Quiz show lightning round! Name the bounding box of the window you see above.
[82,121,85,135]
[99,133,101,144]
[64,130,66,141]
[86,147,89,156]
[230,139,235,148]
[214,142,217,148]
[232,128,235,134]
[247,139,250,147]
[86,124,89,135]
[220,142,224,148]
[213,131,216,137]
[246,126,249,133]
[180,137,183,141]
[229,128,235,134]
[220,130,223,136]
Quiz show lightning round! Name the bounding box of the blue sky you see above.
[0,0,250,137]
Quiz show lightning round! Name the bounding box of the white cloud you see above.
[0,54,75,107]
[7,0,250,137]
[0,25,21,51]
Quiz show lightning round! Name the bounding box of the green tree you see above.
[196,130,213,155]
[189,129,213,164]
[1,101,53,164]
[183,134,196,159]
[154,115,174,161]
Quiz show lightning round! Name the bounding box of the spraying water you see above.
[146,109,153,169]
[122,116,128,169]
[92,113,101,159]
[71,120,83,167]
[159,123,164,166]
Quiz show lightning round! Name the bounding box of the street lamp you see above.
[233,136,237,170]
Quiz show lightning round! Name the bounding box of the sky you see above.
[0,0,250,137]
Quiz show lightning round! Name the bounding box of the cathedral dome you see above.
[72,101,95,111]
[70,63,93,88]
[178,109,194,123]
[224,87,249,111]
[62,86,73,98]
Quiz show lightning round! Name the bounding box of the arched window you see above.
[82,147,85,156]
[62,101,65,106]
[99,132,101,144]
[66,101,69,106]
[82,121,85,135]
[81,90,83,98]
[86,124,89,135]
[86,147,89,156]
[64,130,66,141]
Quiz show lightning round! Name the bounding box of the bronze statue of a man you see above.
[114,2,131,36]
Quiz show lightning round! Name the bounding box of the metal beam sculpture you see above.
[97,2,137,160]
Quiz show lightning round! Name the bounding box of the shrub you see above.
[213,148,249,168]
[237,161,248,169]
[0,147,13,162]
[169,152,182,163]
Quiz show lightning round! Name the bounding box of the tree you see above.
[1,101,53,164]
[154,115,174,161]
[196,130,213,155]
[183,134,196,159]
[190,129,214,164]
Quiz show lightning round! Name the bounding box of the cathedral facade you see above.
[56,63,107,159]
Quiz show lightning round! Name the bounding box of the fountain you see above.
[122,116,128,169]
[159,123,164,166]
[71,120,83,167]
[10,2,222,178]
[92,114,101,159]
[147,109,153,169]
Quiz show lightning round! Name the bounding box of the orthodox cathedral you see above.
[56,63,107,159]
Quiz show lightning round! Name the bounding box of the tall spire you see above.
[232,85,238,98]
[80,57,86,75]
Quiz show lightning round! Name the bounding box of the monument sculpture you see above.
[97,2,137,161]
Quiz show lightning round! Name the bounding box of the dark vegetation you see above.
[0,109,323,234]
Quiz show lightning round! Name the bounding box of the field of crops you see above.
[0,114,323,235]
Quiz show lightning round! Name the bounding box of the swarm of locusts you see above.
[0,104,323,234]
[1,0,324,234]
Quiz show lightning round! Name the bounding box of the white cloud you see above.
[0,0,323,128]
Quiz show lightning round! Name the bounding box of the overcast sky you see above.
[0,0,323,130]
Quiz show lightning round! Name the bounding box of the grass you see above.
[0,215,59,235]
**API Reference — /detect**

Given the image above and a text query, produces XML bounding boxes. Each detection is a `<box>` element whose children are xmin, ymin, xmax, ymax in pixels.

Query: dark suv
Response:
= = = =
▶ [YOUR INSTRUCTIONS]: Your task is to set down exactly the lines from the line containing "Quiz show lightning round! Name the bounding box of the swarm" to the end of the data above, including both ends.

▶ [RESPONSE TO THE EXERCISE]:
Quiz show lightning round! Name the bounding box of the swarm of locusts you see above.
[0,104,323,234]
[1,0,324,234]
Quiz show lightning round! Name the bounding box of the white cloud you see above.
[0,0,323,128]
Quiz show lightning round! Name the bounding box of the overcast sky you see above.
[0,0,323,130]
Quiz show lightning round! Name the bounding box of the grass you see above.
[0,215,59,235]
**API Reference — /detect**

Given the image above and a text query, produces XML bounding boxes. Each detection is a `<box>` element whose children are xmin, ymin, xmax, ymax in pixels.

Query: dark suv
Response:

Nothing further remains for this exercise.